Start of Records for the task
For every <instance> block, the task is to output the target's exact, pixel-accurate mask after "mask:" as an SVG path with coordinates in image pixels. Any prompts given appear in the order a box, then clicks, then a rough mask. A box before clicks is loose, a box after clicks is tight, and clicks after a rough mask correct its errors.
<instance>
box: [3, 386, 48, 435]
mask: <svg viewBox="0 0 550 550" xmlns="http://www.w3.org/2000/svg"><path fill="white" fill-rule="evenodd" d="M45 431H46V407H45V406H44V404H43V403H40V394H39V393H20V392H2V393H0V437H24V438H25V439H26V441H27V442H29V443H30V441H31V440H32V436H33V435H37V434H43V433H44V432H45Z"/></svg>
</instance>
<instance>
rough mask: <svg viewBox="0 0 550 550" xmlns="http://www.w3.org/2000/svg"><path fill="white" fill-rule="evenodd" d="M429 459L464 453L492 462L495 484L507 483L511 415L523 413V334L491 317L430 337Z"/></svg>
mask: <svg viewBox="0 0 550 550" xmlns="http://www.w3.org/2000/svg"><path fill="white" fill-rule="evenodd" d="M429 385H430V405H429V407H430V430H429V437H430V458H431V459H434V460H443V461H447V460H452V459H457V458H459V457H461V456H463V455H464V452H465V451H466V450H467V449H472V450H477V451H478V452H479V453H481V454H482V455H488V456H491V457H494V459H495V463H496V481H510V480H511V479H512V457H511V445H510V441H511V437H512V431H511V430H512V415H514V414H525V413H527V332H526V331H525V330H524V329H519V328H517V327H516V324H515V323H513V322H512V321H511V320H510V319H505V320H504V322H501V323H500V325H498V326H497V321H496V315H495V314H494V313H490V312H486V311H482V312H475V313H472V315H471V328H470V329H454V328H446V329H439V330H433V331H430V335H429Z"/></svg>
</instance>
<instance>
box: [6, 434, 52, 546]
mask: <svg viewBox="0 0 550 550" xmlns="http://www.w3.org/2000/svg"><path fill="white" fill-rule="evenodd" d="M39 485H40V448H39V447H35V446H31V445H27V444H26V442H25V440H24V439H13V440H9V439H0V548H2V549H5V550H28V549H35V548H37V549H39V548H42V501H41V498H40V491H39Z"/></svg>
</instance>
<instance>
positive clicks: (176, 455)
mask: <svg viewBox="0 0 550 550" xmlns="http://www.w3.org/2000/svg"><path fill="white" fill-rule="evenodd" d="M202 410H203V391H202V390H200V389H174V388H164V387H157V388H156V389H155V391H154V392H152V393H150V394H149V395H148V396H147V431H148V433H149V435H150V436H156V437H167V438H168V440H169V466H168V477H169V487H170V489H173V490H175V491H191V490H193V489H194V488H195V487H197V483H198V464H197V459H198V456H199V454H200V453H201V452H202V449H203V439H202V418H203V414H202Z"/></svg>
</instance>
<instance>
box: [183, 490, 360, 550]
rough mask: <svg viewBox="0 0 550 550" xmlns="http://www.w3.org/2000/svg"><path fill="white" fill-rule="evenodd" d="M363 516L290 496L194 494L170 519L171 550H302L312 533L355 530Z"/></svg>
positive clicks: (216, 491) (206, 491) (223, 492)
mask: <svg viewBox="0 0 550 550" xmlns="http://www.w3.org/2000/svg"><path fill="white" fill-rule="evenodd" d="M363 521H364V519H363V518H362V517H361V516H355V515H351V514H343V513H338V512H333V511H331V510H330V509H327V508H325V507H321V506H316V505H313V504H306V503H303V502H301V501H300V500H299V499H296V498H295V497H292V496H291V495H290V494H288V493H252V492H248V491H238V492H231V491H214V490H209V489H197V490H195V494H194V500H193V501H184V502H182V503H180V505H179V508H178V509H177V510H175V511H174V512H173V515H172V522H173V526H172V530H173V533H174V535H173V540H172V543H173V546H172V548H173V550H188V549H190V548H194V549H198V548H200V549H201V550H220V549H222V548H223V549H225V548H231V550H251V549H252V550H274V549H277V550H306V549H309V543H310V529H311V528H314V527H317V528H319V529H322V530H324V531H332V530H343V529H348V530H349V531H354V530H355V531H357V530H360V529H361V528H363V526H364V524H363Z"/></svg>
End of Records for the task
| Task objective |
Reproduce word for word the part of the items that opens with their first line and closes with the line containing "box: [3, 386, 48, 435]", both included.

| Problem solution |
For every <instance> block, the task is to output the target's exact, pixel-accurate mask after "mask:" as an SVG path with coordinates in image pixels. Any prompts given appear in the order a box, then clicks, then a rough mask. A box before clicks is loose, a box after clicks is tight, and clicks after a rough mask correct its errors.
<instance>
box: [3, 386, 48, 435]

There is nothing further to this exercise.